Leave out the pictures and repeat every record exactly.

━━━━━━━━━━━━━━━━━━━━━━━━━━━━━━

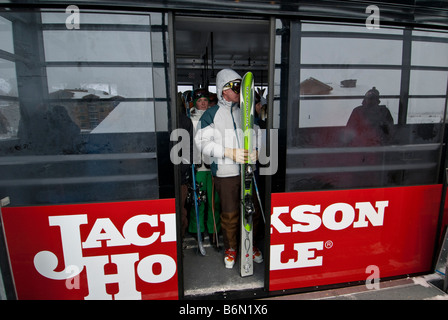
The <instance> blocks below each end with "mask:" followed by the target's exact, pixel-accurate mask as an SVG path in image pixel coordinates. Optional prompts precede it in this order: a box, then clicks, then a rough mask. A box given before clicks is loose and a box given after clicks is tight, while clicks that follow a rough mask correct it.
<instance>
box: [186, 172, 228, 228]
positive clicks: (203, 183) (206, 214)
mask: <svg viewBox="0 0 448 320" xmlns="http://www.w3.org/2000/svg"><path fill="white" fill-rule="evenodd" d="M196 182H197V184H198V185H199V186H200V187H199V190H201V191H205V194H206V195H207V201H206V202H203V201H202V202H201V204H200V205H199V208H198V209H199V226H200V230H201V232H204V231H205V220H206V223H207V231H208V233H209V234H213V233H214V232H215V227H214V226H215V224H216V229H217V232H219V231H220V230H221V223H220V219H219V217H220V208H221V206H220V201H219V196H218V193H217V192H216V190H215V198H214V200H215V219H214V221H213V208H212V199H213V198H212V193H213V192H212V189H213V185H212V174H211V172H210V171H198V172H196ZM201 183H202V186H201ZM188 231H189V232H190V233H197V225H196V211H195V208H194V204H193V206H192V208H191V211H190V222H189V225H188Z"/></svg>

━━━━━━━━━━━━━━━━━━━━━━━━━━━━━━

▸ **Expected output**
The <instance> blocks below each end with "mask:" followed by the target's exact, pixel-accurate mask as an SVG path in image pixel coordinates. Optional prompts precede it in this order: a box, then clicks, then a rough mask. A box given before clicks is loose and a box given after clicks is tight, while clicks that follow a rough mask correct it.
<instance>
box: [186, 172, 228, 228]
positive clicks: (203, 183) (206, 214)
mask: <svg viewBox="0 0 448 320" xmlns="http://www.w3.org/2000/svg"><path fill="white" fill-rule="evenodd" d="M196 182H197V184H198V185H199V186H200V187H199V190H201V191H205V194H206V195H207V201H206V202H203V201H202V202H201V204H200V205H199V208H198V209H199V226H200V230H201V232H204V231H205V220H206V223H207V231H208V233H209V234H213V233H214V232H215V227H214V226H215V224H216V229H217V232H219V231H220V230H221V223H220V219H219V217H220V208H221V206H220V201H219V196H218V193H217V192H216V190H215V198H214V200H215V219H214V221H213V208H212V199H213V198H212V193H213V192H212V189H213V185H212V174H211V172H210V171H198V172H196ZM201 183H202V186H201ZM188 231H189V232H190V233H197V225H196V211H195V208H194V204H193V206H192V208H191V211H190V222H189V225H188Z"/></svg>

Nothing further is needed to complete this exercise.